◆ **PROBLEM**
In your copy, reproduce the entries exactly as they are, minus the images.
----- DATA FOR THIS EXERCISE -----
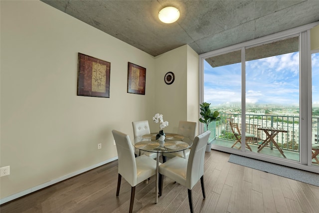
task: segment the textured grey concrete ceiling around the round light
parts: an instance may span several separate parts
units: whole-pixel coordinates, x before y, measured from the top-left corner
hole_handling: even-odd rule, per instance
[[[198,54],[319,21],[319,0],[42,0],[153,56],[188,44]],[[180,10],[160,22],[165,6]]]

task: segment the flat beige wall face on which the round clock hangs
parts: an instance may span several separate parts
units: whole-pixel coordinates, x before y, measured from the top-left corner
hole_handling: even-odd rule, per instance
[[[166,132],[176,132],[179,120],[187,119],[187,45],[156,57],[155,111],[163,114],[169,125]],[[167,85],[164,75],[173,72],[175,80]]]

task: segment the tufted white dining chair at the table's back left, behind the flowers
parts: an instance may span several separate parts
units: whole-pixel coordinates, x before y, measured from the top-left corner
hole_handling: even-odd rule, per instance
[[[133,125],[133,134],[134,134],[134,143],[143,141],[142,136],[151,133],[149,121],[147,120],[133,121],[132,125]],[[150,158],[153,158],[153,159],[157,157],[157,153],[140,151],[138,149],[135,149],[135,155],[139,156],[140,154],[149,156]]]

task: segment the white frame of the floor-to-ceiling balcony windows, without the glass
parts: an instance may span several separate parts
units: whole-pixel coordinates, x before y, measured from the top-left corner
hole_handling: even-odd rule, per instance
[[[318,173],[318,166],[312,166],[311,162],[311,140],[312,137],[312,76],[311,76],[311,54],[313,51],[310,50],[310,29],[319,25],[319,21],[313,22],[307,25],[296,27],[293,29],[285,30],[268,36],[260,37],[250,41],[242,42],[232,46],[224,47],[221,49],[213,50],[199,55],[199,104],[204,101],[204,59],[241,50],[241,66],[242,66],[242,118],[245,118],[245,97],[246,97],[246,86],[245,86],[245,48],[250,48],[262,44],[267,44],[280,39],[286,39],[293,36],[299,36],[299,54],[300,54],[300,141],[308,141],[308,143],[300,143],[300,162],[293,162],[287,159],[275,159],[271,156],[263,156],[256,153],[246,152],[245,146],[242,145],[240,151],[214,146],[213,149],[220,150],[227,153],[242,155],[250,158],[264,160],[272,163],[281,164],[284,166],[290,166],[298,169],[303,169],[311,172]],[[319,50],[318,50],[319,52]],[[242,119],[242,131],[245,131],[245,119]],[[199,132],[203,132],[203,124],[199,124]],[[244,137],[243,137],[244,138]],[[243,140],[244,143],[245,139]]]

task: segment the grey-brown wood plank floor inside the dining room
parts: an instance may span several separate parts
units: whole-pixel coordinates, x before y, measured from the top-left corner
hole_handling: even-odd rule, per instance
[[[205,191],[193,189],[196,213],[319,213],[319,187],[228,163],[228,153],[205,154]],[[1,213],[126,213],[131,186],[122,179],[116,198],[117,161],[3,204]],[[155,177],[136,187],[134,213],[188,213],[187,189],[164,179],[155,200]]]

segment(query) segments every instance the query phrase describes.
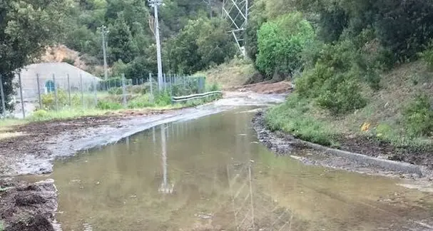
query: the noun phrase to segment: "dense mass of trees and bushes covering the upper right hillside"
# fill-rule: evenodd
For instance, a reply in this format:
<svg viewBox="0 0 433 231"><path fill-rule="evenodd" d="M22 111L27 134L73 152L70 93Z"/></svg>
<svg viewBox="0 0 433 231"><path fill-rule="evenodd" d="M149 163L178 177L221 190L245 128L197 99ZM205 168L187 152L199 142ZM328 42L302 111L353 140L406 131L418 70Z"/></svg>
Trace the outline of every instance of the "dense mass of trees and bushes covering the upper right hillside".
<svg viewBox="0 0 433 231"><path fill-rule="evenodd" d="M272 78L300 69L299 96L334 114L365 107L362 86L379 90L387 68L420 56L433 63L431 0L258 0L255 7L247 51L258 71Z"/></svg>

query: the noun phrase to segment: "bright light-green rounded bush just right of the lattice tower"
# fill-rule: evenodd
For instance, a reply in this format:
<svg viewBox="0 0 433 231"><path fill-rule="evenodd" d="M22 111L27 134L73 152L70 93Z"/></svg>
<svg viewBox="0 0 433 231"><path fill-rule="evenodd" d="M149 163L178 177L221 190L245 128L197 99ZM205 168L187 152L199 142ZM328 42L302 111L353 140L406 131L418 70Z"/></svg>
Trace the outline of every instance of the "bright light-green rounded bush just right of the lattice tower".
<svg viewBox="0 0 433 231"><path fill-rule="evenodd" d="M258 31L258 71L267 76L291 76L303 65L301 53L314 37L312 26L300 13L263 24Z"/></svg>

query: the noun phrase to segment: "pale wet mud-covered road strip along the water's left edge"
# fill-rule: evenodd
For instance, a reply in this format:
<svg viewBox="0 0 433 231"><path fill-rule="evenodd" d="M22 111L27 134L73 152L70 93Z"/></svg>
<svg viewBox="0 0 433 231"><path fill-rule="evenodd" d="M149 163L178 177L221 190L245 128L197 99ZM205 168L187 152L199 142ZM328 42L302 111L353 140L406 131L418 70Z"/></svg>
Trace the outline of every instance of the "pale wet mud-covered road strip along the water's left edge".
<svg viewBox="0 0 433 231"><path fill-rule="evenodd" d="M0 143L0 176L51 173L54 158L68 157L81 150L116 143L153 126L191 120L238 106L280 103L284 95L227 93L225 98L196 108L107 113L103 116L29 123L9 132L23 135Z"/></svg>

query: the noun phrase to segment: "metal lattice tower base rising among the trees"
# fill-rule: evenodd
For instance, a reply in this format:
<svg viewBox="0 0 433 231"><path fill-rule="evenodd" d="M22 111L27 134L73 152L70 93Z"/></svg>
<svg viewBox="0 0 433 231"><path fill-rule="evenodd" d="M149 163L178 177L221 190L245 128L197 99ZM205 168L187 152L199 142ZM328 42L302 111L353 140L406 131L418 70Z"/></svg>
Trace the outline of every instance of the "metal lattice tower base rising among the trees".
<svg viewBox="0 0 433 231"><path fill-rule="evenodd" d="M223 0L222 16L230 22L233 37L243 56L245 56L245 30L248 25L250 0Z"/></svg>

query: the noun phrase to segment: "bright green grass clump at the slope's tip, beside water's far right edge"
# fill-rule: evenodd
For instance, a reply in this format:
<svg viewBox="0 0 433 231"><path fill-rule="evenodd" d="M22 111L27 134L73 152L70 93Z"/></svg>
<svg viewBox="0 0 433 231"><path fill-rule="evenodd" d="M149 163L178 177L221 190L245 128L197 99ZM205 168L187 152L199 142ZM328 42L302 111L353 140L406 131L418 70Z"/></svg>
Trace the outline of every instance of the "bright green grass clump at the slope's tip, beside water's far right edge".
<svg viewBox="0 0 433 231"><path fill-rule="evenodd" d="M281 130L312 143L338 146L337 131L329 123L310 116L311 109L310 103L294 93L285 103L271 108L265 121L271 130Z"/></svg>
-----
◆ **COMPLETED EXERCISE**
task: segment the textured grey concrete ceiling around the round light
parts: an instance may span several separate parts
units: whole-pixel coordinates, x before y, measured from the top-left corner
hole_handling: even-odd rule, per instance
[[[198,54],[319,21],[319,0],[42,0],[153,56],[188,44]],[[180,10],[160,22],[165,6]]]

task: segment the flat beige wall face on which the round clock hangs
parts: an instance may span several separate parts
units: whole-pixel coordinates, x before y, measured from the top-left corner
hole_handling: even-odd rule, per instance
[[[166,132],[176,132],[179,120],[187,119],[187,45],[156,57],[155,111],[163,114],[169,125]],[[167,85],[164,75],[173,72],[175,80]]]

task: segment the tufted white dining chair at the table's back left, behind the flowers
parts: an instance may span several separate parts
units: whole-pixel coordinates, x before y, measured from the top-left corner
hole_handling: even-odd rule, per instance
[[[133,125],[133,134],[134,134],[134,143],[143,141],[142,136],[151,133],[149,121],[147,120],[133,121],[132,125]],[[150,158],[153,158],[153,159],[157,157],[157,153],[140,151],[138,149],[135,149],[135,155],[139,156],[140,154],[149,156]]]

task: segment the white frame of the floor-to-ceiling balcony windows, without the glass
parts: an instance may span several separate parts
units: whole-pixel coordinates, x before y, measured from the top-left corner
hole_handling: even-odd rule, per instance
[[[318,173],[318,166],[312,166],[311,162],[311,140],[312,137],[312,76],[311,76],[311,54],[313,51],[310,50],[310,29],[319,25],[319,21],[313,22],[307,25],[296,27],[293,29],[285,30],[268,36],[260,37],[250,41],[242,42],[232,46],[224,47],[221,49],[213,50],[199,55],[199,104],[204,101],[204,59],[241,50],[241,66],[242,66],[242,118],[245,118],[245,97],[246,97],[246,86],[245,86],[245,48],[250,48],[262,44],[267,44],[280,39],[286,39],[293,36],[299,36],[299,54],[300,54],[300,141],[308,141],[308,143],[300,143],[300,162],[293,162],[287,159],[275,159],[271,156],[263,156],[256,153],[246,152],[245,146],[242,145],[240,151],[214,146],[213,149],[220,150],[227,153],[242,155],[250,158],[264,160],[272,163],[281,164],[284,166],[290,166],[298,169],[303,169],[311,172]],[[319,50],[318,50],[319,52]],[[242,119],[242,131],[245,131],[245,119]],[[199,132],[203,132],[203,124],[199,124]],[[244,137],[243,137],[244,138]],[[243,140],[244,143],[245,139]]]

task: segment the grey-brown wood plank floor inside the dining room
parts: an instance may span several separate parts
units: whole-pixel coordinates, x before y, measured from the top-left corner
hole_handling: even-odd rule, per instance
[[[205,191],[193,189],[196,213],[319,213],[319,187],[228,163],[228,153],[205,154]],[[1,213],[126,213],[131,186],[122,179],[116,198],[117,161],[3,204]],[[155,177],[136,187],[134,213],[188,213],[187,189],[164,179],[155,200]]]

segment(query) segments every instance the query phrase describes.
query: the noun phrase to segment: "dense mass of trees and bushes covering the upper right hillside"
# fill-rule: evenodd
For instance, a reply in this format:
<svg viewBox="0 0 433 231"><path fill-rule="evenodd" d="M22 111L27 134L73 152L70 93Z"/></svg>
<svg viewBox="0 0 433 231"><path fill-rule="evenodd" d="M149 163L178 177L221 190L245 128L197 99ZM205 168L187 152L199 142ZM328 42L302 111L353 140L406 131L418 70Z"/></svg>
Trace the outline of every instance of the "dense mass of trees and bushes covering the upper right hillside".
<svg viewBox="0 0 433 231"><path fill-rule="evenodd" d="M272 78L300 69L299 96L334 114L365 107L362 86L379 90L387 68L420 56L433 63L431 0L258 0L255 7L247 51L258 71Z"/></svg>

query: the noun phrase to segment: "bright light-green rounded bush just right of the lattice tower"
# fill-rule: evenodd
For instance, a reply in this format:
<svg viewBox="0 0 433 231"><path fill-rule="evenodd" d="M22 111L27 134L73 152L70 93Z"/></svg>
<svg viewBox="0 0 433 231"><path fill-rule="evenodd" d="M149 163L178 177L221 190L245 128L197 99ZM205 168L187 152L199 142ZM328 42L302 111L353 140L406 131L418 70Z"/></svg>
Trace the outline of every instance of the "bright light-green rounded bush just right of the lattice tower".
<svg viewBox="0 0 433 231"><path fill-rule="evenodd" d="M258 31L258 71L267 76L291 76L303 65L301 53L314 37L312 26L300 13L263 24Z"/></svg>

query: the noun phrase to segment: "pale wet mud-covered road strip along the water's left edge"
# fill-rule: evenodd
For instance, a reply in this format:
<svg viewBox="0 0 433 231"><path fill-rule="evenodd" d="M22 111L27 134L73 152L70 93Z"/></svg>
<svg viewBox="0 0 433 231"><path fill-rule="evenodd" d="M149 163L178 177L221 190L245 128L197 99ZM205 168L187 152L199 142ZM328 42L302 111L353 140L406 131L418 70Z"/></svg>
Trace the outline of every instance of the "pale wet mud-covered road strip along the water's left edge".
<svg viewBox="0 0 433 231"><path fill-rule="evenodd" d="M0 143L0 176L51 173L54 158L68 157L81 150L116 143L153 126L191 120L238 106L280 103L284 95L227 93L225 98L196 108L107 113L103 116L29 123L9 132L23 135Z"/></svg>

query: the noun phrase to segment: "metal lattice tower base rising among the trees"
# fill-rule: evenodd
For instance, a reply in this format:
<svg viewBox="0 0 433 231"><path fill-rule="evenodd" d="M22 111L27 134L73 152L70 93Z"/></svg>
<svg viewBox="0 0 433 231"><path fill-rule="evenodd" d="M149 163L178 177L221 190L245 128L197 99ZM205 168L187 152L199 142ZM328 42L302 111L353 140L406 131L418 70Z"/></svg>
Trace the outline of every instance of the "metal lattice tower base rising among the trees".
<svg viewBox="0 0 433 231"><path fill-rule="evenodd" d="M223 0L222 16L230 22L233 37L243 56L245 56L245 30L248 25L250 0Z"/></svg>

query: the noun phrase to segment: "bright green grass clump at the slope's tip, beside water's far right edge"
# fill-rule: evenodd
For instance, a reply in this format:
<svg viewBox="0 0 433 231"><path fill-rule="evenodd" d="M22 111L27 134L73 152L70 93Z"/></svg>
<svg viewBox="0 0 433 231"><path fill-rule="evenodd" d="M149 163L178 177L221 190L245 128L197 99ZM205 168L187 152L199 142ZM328 42L302 111L353 140L406 131L418 70Z"/></svg>
Trace the outline of every instance of the "bright green grass clump at the slope's tip, beside water's far right edge".
<svg viewBox="0 0 433 231"><path fill-rule="evenodd" d="M281 130L312 143L338 146L337 131L329 123L310 116L311 109L310 103L294 93L285 103L271 108L265 121L271 130Z"/></svg>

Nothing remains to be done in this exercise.